# Text segment:
◆ ◆ ◆

Lemma 6: If aJ+bO is divisible by J-O, then a + b is divisible by 3.

(1) Since aJ + bO is divisible by J-O, there exists a value mJ + nO such that:

aJ + bO = (mJ + nO)(J - O) = mJ² - mJO + nJO - nO²

(2) From the properties of G-Numbers (see above), we know that:

J² = -O
O² = -J
OJ = 1
-m = -mJ -mO
n = nJ + nO

(3) Applying these properties to (1), gives us:

aJ + bO = m(-O) -mJ - mO +nJ + nO -n(-J) = (2n-m)J + (n - 2m)O

(4) So that:
a = 2n-m
b = n-2m

(5) a + b = 2n -m + n - 2m = 3(n - m)

QED

Lemma 7: If 3 divides a + b, then J - O divides aJ + bO.

(1) So there exists g such that a + b = 3g
(2) We also support that there exists m,n such that n - m = g and 2n -m = a.
(3) This gives us that b = 3g -a = 3n - 3m - 2n + m = n - 2m.
(4) aJ + bO = (2n - m)J + (n - 2m)O
(5) Applying the reverse logic from above, we get:
(2n - m)J + (n - 2m)O = m(-O) -mJ - mO +nJ + nO -n(-J) =
=mJ² - mJO + nJO - nO² = (mJ + nO)(J - O)

QED

Lemma 8: If J - O doesn't divide aJ + bO, then (aJ + bO)³ ≡ ±1 (mod 9)

(1) Since J - O doesn't divide aJ + bO, we know that 3 doesn't divide a + b since:

(a) Assume that J-O doesn't divide aJ + bO
(b) Assume that 3 divides a + b
(c) Then by the Lemma above J-O divides aJ + bO
(d) But this is not true by the assumption in (a) so we have a contradiction and we reject the assumption in (b) and conclude that 3 doesn't divide a+b.

(2) This means that we have the following possible cases:

(a) a = 3g, b = 3k ±1
(b) a = 3g ±1, b = 3k
(c) a = 3g ±1, b = 3k ±1

(3) Let λ = gJ + kO. Then in each of the three cases we have:

(a) (3g)J + (3k ±1)O = 3λ ±O
(b) (3g ±1)J + (3k)O = 3λ ±J
(c) (3g ±1)J + (3k ±1)O = 3λ ±1

(4) We can rewrite this as 3λ + ε where ε = ±O, ±J, or ±1.

◆ ◆ ◆

# Supplied entries:

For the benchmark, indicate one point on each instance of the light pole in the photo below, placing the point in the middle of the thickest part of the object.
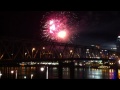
(33, 49)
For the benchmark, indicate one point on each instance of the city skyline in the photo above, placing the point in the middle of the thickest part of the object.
(95, 27)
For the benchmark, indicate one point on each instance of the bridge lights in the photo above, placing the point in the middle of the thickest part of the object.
(43, 47)
(42, 69)
(33, 49)
(119, 61)
(25, 54)
(71, 51)
(12, 71)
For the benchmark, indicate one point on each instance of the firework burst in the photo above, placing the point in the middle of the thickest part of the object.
(59, 26)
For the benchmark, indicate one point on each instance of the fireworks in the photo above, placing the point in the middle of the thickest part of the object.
(60, 26)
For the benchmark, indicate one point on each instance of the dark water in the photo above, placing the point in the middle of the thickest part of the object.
(52, 73)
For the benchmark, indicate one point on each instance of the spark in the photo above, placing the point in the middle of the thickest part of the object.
(59, 26)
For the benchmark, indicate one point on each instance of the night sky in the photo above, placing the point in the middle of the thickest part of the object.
(96, 27)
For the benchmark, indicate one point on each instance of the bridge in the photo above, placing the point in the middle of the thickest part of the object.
(17, 51)
(11, 49)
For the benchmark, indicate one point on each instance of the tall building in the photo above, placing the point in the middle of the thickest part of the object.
(118, 43)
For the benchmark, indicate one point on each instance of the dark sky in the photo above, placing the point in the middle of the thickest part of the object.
(100, 27)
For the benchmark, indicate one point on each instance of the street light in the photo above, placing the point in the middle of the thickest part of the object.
(33, 49)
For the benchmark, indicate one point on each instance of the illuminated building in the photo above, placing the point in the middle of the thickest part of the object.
(118, 43)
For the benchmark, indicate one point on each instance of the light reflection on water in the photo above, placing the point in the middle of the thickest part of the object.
(52, 73)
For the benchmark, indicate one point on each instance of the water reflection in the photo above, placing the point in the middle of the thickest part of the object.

◆ ◆ ◆

# Directives:
a) Write out the part of the G-Numbers proof that opens with the words containing "(5) a + b = 2n" and closes with "nO² = (mJ + nO)(J - O)", swapping "reverse logic" for "inverse reasoning".
b) Answer these questions on the G-Numbers proof, one per line:
(i) According to the listed properties of G-Numbers, what does J² equal?
(ii) In Lemma 7, what expression for b does step (3) give?
(iii) In Lemma 8, how is λ defined?

# Answers by task:
a)
(5) a + b = 2n -m + n - 2m = 3(n - m)

QED

Lemma 7: If 3 divides a + b, then J - O divides aJ + bO.

(1) So there exists g such that a + b = 3g
(2) We also support that there exists m,n such that n - m = g and 2n -m = a.
(3) This gives us that b = 3g -a = 3n - 3m - 2n + m = n - 2m.
(4) aJ + bO = (2n - m)J + (n - 2m)O
(5) Applying the inverse reasoning from above, we get:
(2n - m)J + (n - 2m)O = m(-O) -mJ - mO +nJ + nO -n(-J) =
=mJ² - mJO + nJO - nO² = (mJ + nO)(J - O)

b)
(i) J² equals -O.
(ii) Step (3) gives b = n - 2m.
(iii) λ is defined as gJ + kO.